- Problem statement -
Every line of the data must be retyped exactly as it stands.

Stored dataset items

===============

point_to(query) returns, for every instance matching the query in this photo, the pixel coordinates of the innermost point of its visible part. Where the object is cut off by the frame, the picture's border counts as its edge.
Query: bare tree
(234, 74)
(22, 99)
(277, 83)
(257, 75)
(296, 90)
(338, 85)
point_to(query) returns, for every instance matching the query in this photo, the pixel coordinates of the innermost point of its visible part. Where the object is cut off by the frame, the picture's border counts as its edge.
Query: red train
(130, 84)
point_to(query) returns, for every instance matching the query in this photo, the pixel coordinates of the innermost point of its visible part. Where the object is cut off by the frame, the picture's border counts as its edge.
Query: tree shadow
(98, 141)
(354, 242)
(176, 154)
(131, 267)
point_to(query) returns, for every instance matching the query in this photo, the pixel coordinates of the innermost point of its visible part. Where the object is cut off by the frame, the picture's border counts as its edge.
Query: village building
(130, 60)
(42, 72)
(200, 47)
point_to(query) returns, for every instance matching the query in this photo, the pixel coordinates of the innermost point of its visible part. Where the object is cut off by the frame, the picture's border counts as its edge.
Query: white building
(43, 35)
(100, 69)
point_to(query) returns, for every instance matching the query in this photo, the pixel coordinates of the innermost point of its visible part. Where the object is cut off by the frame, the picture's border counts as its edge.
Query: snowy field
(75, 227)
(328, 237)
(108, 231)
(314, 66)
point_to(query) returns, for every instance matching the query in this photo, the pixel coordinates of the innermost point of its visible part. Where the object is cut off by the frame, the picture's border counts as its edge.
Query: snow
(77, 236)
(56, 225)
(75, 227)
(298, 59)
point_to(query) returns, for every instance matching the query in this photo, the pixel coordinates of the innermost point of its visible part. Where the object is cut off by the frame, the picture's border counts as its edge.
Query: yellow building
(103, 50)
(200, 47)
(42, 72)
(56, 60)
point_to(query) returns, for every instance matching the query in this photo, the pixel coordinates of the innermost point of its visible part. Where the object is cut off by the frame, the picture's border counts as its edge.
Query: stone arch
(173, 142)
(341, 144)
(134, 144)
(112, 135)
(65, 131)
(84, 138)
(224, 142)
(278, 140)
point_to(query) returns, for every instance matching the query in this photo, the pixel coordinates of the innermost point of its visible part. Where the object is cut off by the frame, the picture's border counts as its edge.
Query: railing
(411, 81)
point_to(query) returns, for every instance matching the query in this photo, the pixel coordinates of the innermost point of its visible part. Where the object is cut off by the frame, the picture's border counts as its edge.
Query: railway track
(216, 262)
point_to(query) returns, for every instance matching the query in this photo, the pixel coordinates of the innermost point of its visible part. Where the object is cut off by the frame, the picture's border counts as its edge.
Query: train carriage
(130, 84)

===============

- Expected answer -
point_to(query) returns, for every instance matching the query in this photo, the pixel coordinates of the innermost point of its visible part. Where the object is cut off by the frame, the picture's border counts as its edge.
Query: bare tree
(234, 74)
(22, 99)
(277, 83)
(257, 75)
(296, 90)
(338, 85)
point_to(query) returns, for every instance matching the query in this photo, the pixel coordinates of the innermost point of its visible part. Where the object is cut off by the frame, the picture's border counts as its edge.
Query: red train
(130, 84)
point_to(query) returns, for every instance matching the query in this photo, the pixel coordinates of the innermost point of its visible part. Where the object is cut off by the frame, the picture's border counts as its edge.
Query: tree shadow
(98, 141)
(354, 242)
(176, 154)
(131, 267)
point_to(query) returns, for every instance matching the query in this photo, the pixel coordinates of the innermost point of its visible part. Where the object is cut off by the frame, the picture's border counts as its edge.
Query: village building
(130, 60)
(42, 72)
(200, 47)
point_to(query) returns, for every instance matching the query in this photo, the pixel coordinates of the innermost point of its visible part. Where the object is cut off by the frame, the picture's border counts as its edge.
Query: white building
(43, 35)
(100, 69)
point_to(query) returns, for every instance matching the query in this photo, the pixel coordinates of the innermost point of its visible part. Where the object is cut off by the frame, the picture's border counts as its edge.
Query: snowy field
(75, 227)
(328, 237)
(108, 231)
(314, 66)
point_to(query) returns, for every instance matching the query in this photo, the pixel coordinates of the innermost point of its visible part. Where the object is cut off by the frame, the picture's border counts as its edge.
Query: snow
(77, 236)
(56, 225)
(75, 227)
(298, 59)
point_to(query) returns, for every instance matching the query in this photo, the pixel coordinates of the innermost point of its visible part. Where the object is cut off by the frame, the picture's border counts as its edge.
Query: yellow building
(103, 50)
(200, 47)
(42, 72)
(56, 60)
point_to(query) returns, for every instance matching the query in this photo, the pixel coordinates of the innermost point of its visible part. Where the object is cut off by the frame, the picture's border counts as its edge.
Query: stone arch
(173, 142)
(341, 144)
(134, 144)
(112, 135)
(65, 131)
(84, 138)
(224, 142)
(278, 140)
point_to(query) returns, for every instance matching the query in this photo, the pixel coordinates of the innermost point of its visible part. Where the object is cut off by the frame, the picture's border counts as its edge.
Query: railing
(411, 81)
point_to(query) returns, for every instance matching the query in this photo, the pixel coordinates of the innermost point of its visible part. Where the object is cut off by the frame, the picture's border counts as its edge.
Query: railway track
(216, 262)
point_to(query) returns, for every instance matching the query in this photo, the pixel coordinates of the innermost point of its visible part. Where the object is cut off by the frame, the picture's border counts as its edge.
Query: train carriage
(130, 84)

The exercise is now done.